How many rows below contain the word "beach"? Reply with the number alone.

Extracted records
— start —

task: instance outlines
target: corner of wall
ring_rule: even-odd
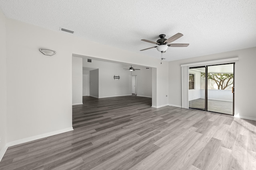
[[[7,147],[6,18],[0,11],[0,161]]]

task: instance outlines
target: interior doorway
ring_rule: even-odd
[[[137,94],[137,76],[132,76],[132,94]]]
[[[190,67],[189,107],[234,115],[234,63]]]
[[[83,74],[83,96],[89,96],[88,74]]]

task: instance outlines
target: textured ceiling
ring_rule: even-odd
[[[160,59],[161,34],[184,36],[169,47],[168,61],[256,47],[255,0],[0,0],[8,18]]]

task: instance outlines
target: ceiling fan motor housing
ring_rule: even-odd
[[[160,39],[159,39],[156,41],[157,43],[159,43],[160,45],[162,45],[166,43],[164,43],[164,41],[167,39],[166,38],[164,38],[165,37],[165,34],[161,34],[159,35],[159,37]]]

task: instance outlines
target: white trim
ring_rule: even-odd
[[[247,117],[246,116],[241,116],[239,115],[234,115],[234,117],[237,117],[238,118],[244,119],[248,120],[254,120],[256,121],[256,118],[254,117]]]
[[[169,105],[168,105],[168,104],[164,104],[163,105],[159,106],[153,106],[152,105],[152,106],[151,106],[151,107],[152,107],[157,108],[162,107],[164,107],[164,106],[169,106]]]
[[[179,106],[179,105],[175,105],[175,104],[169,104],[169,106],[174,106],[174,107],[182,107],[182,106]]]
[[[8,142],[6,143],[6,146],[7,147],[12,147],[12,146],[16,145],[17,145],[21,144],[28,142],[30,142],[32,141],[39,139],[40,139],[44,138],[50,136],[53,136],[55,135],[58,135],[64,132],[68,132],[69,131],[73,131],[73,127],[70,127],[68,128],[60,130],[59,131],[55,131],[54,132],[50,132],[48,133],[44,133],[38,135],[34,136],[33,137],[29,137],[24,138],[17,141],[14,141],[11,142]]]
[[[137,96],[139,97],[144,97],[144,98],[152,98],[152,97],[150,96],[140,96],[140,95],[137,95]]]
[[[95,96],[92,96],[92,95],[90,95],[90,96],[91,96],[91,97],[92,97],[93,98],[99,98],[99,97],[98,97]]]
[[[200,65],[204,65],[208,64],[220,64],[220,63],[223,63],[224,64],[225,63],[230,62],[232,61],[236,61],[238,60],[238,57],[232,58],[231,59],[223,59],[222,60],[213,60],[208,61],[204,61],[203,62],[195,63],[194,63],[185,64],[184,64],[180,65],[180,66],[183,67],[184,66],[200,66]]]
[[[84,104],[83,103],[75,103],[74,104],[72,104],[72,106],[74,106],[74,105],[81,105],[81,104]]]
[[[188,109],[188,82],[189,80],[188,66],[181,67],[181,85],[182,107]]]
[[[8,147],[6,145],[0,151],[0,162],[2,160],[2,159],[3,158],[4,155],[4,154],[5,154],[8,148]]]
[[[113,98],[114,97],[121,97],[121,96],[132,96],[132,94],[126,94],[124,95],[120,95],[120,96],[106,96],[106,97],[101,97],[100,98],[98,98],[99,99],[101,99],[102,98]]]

— end —
— start —

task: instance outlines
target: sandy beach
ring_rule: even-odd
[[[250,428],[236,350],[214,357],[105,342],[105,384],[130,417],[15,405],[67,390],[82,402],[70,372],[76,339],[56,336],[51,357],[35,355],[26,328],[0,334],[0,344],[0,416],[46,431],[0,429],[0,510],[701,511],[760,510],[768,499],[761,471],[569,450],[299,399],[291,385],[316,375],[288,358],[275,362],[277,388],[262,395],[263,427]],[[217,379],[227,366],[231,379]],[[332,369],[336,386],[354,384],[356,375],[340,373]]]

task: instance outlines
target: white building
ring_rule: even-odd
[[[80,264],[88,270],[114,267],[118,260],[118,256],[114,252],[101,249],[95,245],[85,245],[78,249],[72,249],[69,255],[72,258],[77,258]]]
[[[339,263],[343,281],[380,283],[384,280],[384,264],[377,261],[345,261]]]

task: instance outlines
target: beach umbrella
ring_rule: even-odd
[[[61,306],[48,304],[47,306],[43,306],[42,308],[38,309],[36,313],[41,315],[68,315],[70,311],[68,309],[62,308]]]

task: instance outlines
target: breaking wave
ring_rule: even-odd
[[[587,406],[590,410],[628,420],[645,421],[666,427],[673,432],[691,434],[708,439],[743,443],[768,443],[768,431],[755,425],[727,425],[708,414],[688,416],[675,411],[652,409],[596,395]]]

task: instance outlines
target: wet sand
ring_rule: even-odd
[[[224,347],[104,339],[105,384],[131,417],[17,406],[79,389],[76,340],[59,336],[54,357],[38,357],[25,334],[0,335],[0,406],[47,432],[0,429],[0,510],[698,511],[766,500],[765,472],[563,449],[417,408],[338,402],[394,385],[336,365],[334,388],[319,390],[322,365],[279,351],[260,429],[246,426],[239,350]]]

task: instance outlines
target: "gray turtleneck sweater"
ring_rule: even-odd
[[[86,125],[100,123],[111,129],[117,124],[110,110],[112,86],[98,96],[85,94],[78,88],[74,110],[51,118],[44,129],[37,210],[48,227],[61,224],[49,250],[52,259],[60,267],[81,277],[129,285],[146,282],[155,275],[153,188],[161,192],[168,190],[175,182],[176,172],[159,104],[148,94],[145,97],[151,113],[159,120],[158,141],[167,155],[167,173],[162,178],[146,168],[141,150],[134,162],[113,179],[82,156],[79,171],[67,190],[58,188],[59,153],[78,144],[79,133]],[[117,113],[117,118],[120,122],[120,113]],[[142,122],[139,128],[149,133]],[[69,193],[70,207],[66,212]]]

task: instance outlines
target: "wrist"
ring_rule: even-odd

— end —

**REPLY TO THE TASK:** 2